**PROMPT**
Reproduce everything from the start of the listing down to the line containing "M 309 4 L 308", both ends included, offsetting every coordinate in the answer masks by 148 and leaving the numbers in the requests and sample paths unchanged. Leave the pictures out of the output.

**Data extracted from a collection**
■ ■ ■

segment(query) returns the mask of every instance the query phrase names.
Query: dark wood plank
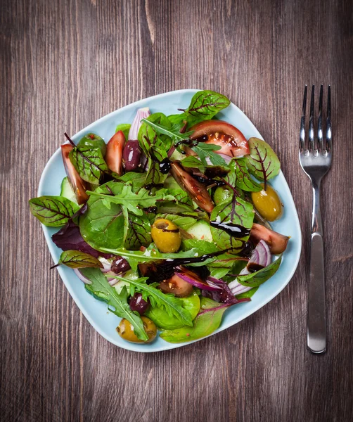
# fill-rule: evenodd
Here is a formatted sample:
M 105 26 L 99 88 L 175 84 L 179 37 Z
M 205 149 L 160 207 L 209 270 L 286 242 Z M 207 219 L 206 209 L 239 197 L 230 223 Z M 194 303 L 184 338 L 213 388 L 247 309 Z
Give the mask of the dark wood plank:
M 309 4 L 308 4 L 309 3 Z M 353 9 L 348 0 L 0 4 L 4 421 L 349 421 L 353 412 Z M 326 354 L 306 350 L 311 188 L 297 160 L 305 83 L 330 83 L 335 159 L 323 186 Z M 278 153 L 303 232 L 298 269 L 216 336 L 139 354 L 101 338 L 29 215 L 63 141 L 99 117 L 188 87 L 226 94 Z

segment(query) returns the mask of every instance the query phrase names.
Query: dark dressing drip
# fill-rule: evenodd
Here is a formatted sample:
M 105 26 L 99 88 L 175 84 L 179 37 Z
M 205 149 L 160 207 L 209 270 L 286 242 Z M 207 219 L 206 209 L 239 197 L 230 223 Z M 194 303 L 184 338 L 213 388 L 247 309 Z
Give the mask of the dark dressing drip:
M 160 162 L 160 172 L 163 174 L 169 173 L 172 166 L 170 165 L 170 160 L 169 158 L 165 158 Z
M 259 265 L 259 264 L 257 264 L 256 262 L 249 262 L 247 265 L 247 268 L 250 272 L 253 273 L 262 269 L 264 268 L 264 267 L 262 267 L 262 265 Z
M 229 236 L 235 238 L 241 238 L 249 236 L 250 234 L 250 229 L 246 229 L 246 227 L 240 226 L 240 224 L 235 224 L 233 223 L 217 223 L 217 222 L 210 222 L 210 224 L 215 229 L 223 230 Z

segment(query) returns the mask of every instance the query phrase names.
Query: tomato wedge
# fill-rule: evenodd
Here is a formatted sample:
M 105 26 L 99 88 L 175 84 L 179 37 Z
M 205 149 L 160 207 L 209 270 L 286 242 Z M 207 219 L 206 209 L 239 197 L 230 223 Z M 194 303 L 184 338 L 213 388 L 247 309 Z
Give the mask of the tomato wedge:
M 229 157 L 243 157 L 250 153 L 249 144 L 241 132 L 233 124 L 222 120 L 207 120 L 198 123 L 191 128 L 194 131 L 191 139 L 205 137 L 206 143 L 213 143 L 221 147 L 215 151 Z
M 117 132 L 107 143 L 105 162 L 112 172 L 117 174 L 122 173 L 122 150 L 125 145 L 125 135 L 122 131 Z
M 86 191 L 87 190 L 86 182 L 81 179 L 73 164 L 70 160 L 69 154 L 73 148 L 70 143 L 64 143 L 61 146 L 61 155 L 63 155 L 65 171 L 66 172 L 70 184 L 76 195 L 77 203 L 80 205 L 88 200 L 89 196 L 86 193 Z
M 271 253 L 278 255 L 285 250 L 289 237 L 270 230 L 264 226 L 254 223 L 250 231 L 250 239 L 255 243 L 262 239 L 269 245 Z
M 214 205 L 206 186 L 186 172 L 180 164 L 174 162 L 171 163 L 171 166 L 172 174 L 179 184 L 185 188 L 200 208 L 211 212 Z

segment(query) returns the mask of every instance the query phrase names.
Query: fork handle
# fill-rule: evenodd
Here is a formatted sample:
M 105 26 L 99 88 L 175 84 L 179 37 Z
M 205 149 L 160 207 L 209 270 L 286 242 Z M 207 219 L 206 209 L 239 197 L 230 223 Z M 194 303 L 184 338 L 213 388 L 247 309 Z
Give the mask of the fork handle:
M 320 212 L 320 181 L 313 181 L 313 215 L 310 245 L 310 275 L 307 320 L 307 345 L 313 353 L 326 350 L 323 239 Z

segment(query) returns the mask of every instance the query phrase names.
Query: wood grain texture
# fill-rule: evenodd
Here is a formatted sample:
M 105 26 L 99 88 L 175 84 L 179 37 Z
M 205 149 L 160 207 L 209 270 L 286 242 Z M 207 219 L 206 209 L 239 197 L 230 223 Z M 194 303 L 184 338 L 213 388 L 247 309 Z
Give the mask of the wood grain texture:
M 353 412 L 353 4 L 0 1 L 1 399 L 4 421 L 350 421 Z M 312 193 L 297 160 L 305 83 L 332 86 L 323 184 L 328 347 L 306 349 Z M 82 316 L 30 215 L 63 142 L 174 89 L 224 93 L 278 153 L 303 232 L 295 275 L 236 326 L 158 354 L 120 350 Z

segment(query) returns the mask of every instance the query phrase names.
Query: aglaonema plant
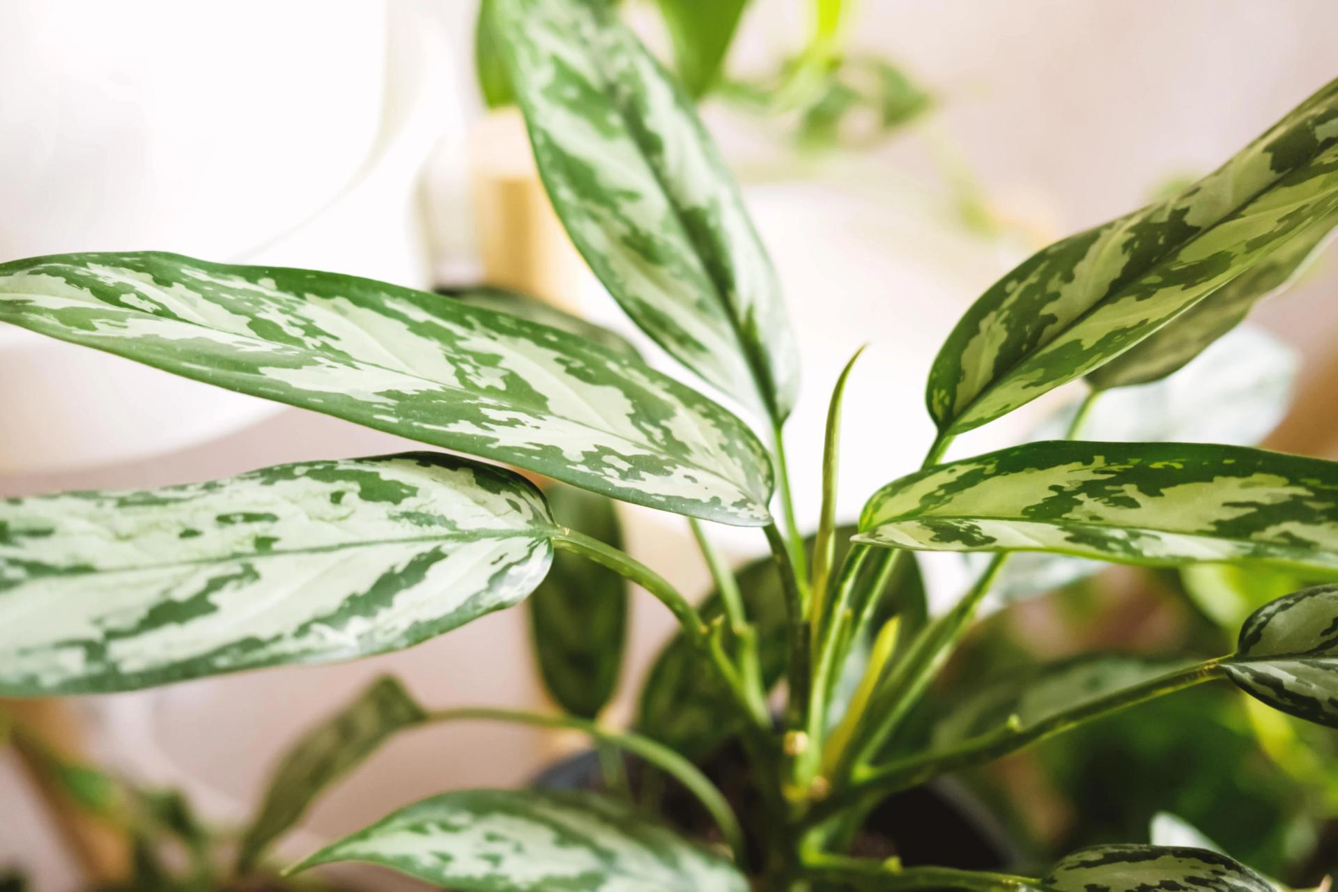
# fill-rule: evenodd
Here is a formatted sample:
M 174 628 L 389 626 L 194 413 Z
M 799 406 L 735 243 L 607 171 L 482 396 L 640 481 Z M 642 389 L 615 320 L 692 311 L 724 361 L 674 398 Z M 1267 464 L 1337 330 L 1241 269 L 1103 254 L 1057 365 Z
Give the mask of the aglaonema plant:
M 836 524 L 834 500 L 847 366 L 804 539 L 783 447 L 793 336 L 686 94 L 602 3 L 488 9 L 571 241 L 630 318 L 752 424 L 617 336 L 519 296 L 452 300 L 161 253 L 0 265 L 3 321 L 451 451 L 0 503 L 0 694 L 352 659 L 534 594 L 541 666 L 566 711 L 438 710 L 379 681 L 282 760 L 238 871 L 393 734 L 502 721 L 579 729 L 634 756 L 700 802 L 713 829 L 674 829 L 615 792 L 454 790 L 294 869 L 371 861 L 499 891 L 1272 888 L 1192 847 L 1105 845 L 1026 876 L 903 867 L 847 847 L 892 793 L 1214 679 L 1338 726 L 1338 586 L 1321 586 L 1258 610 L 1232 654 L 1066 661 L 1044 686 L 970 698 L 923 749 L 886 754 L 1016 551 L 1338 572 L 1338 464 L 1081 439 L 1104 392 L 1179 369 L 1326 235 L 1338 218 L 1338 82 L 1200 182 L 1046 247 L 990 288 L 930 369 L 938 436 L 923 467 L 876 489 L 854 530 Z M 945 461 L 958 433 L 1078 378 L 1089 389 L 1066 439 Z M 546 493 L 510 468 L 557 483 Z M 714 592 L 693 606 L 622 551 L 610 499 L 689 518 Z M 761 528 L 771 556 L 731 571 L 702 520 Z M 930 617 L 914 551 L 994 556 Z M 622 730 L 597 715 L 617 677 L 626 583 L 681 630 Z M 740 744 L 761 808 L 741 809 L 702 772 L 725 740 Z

■ ■ ■

**OUTPUT**
segment(query) returns the mask of every instance the query phrase names.
Query: dark wood plank
# fill-rule: evenodd
Here is a formatted sample:
M 105 26 L 99 88 L 175 84 L 179 37 Z
M 205 149 L 160 207 L 209 270 L 286 242 Z M 207 219 L 206 209 L 239 197 L 230 223 Z M 194 303 L 184 338 L 213 388 L 247 309 Z
Give the mask of the dark wood plank:
M 457 152 L 456 152 L 457 151 Z M 501 157 L 496 148 L 148 152 L 152 569 L 497 569 L 501 560 Z M 474 502 L 454 498 L 459 336 L 445 308 L 453 231 L 478 231 L 483 307 L 471 334 Z M 426 301 L 451 380 L 446 417 L 364 484 L 287 502 L 249 486 L 177 363 L 211 289 L 247 265 L 336 235 L 374 242 Z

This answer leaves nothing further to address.